### DESCRIPTION OF THE TASK
Show every line in the records below that contains the word "black".

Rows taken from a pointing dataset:
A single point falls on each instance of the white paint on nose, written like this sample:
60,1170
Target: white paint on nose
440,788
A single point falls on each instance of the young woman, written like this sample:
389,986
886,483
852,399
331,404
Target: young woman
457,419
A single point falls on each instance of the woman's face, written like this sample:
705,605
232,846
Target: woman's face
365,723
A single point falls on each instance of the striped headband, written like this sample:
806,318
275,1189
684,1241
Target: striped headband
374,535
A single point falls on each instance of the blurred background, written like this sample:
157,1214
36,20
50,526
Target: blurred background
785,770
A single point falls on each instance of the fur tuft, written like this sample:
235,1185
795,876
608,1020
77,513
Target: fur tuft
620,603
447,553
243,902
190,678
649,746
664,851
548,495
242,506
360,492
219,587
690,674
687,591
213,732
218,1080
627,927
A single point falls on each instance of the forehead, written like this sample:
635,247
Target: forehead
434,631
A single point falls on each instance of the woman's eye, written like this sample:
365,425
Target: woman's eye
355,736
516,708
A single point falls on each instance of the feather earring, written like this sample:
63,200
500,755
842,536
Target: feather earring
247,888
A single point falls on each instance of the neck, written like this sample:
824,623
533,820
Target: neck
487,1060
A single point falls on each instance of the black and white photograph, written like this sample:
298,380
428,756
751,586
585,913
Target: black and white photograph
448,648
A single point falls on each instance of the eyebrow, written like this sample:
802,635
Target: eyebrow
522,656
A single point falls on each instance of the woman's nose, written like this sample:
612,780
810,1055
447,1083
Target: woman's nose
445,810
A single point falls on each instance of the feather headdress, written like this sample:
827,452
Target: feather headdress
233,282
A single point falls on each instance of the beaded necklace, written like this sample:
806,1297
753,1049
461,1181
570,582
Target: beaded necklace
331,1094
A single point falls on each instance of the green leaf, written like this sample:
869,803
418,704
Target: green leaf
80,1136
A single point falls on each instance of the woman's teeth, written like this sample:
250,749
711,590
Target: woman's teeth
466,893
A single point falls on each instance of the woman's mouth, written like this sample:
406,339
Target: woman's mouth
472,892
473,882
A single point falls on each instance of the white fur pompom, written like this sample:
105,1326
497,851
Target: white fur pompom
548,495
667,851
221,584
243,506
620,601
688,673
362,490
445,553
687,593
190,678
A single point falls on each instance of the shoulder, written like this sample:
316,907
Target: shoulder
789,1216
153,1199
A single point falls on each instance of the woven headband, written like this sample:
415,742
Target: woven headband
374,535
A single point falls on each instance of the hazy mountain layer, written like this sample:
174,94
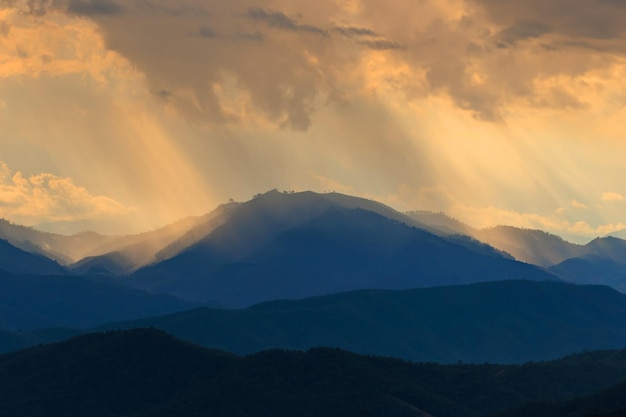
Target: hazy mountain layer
513,321
292,246
30,302
13,259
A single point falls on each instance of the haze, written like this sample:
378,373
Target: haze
124,116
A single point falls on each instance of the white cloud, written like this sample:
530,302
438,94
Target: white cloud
47,197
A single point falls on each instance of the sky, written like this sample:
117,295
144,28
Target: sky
124,116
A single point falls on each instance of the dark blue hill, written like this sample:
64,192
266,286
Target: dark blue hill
38,301
145,372
15,260
299,250
511,321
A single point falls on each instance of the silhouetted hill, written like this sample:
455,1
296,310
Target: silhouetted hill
30,302
145,372
506,322
610,402
291,246
18,261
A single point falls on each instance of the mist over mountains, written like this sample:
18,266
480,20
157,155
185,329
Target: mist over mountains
301,271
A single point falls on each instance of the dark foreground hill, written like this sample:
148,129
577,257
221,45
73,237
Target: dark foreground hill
504,322
610,402
148,373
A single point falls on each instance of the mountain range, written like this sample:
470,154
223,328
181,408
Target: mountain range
145,372
292,246
503,322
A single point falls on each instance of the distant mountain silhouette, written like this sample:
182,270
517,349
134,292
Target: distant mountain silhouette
592,268
509,321
441,224
297,245
30,302
16,260
146,372
125,254
532,246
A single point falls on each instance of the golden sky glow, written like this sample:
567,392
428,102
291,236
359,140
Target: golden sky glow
144,111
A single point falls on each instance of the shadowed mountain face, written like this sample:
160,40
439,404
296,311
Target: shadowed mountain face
125,254
29,302
145,372
18,261
292,246
592,268
509,321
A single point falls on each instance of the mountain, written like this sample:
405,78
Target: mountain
37,301
610,402
532,246
279,246
18,261
504,322
145,372
440,223
592,268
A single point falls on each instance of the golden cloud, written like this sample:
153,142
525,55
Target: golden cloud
612,196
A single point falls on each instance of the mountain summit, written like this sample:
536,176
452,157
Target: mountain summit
295,245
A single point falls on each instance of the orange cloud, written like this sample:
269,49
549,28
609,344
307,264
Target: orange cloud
612,196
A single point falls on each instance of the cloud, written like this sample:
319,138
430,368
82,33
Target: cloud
381,44
47,197
612,196
5,28
280,20
351,31
521,31
94,7
577,204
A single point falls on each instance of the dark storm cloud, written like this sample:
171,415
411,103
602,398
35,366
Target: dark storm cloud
279,20
593,19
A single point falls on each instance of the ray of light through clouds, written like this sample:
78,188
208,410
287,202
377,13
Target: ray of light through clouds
496,112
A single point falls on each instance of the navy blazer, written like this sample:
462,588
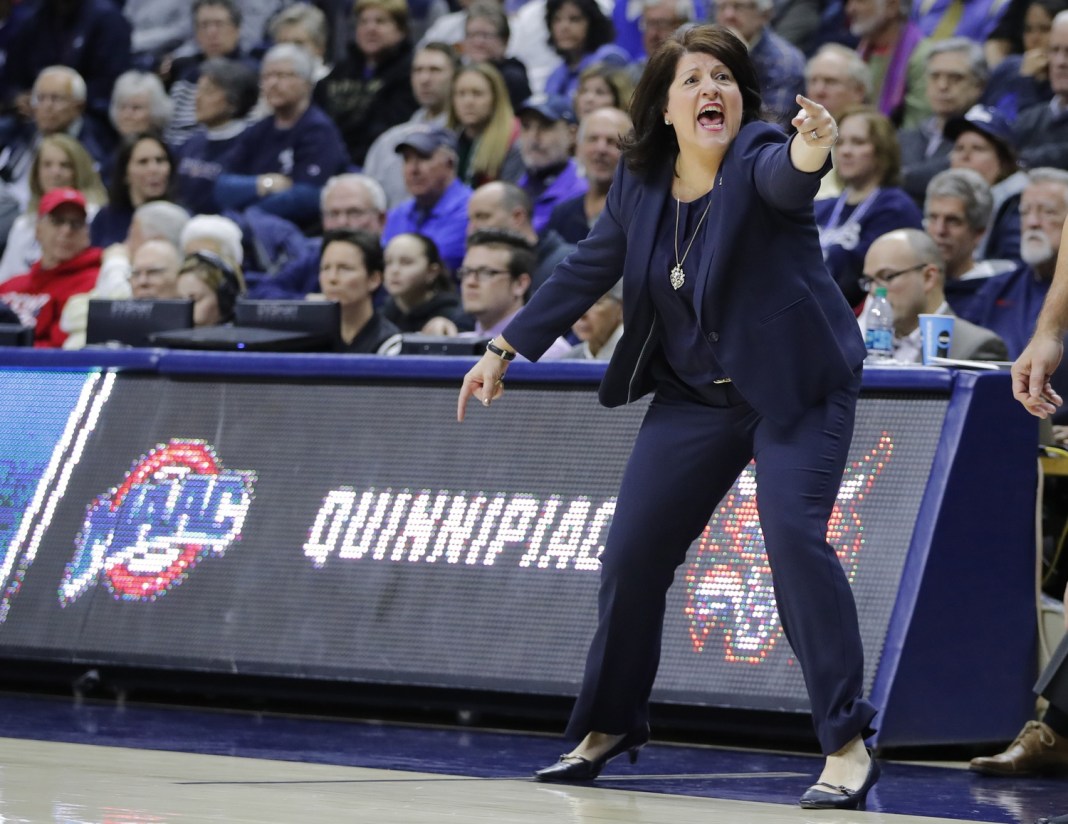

### FULL ANSWER
A single point falls on each instance of the black and white photograph, written like this sample:
Target: black and white photograph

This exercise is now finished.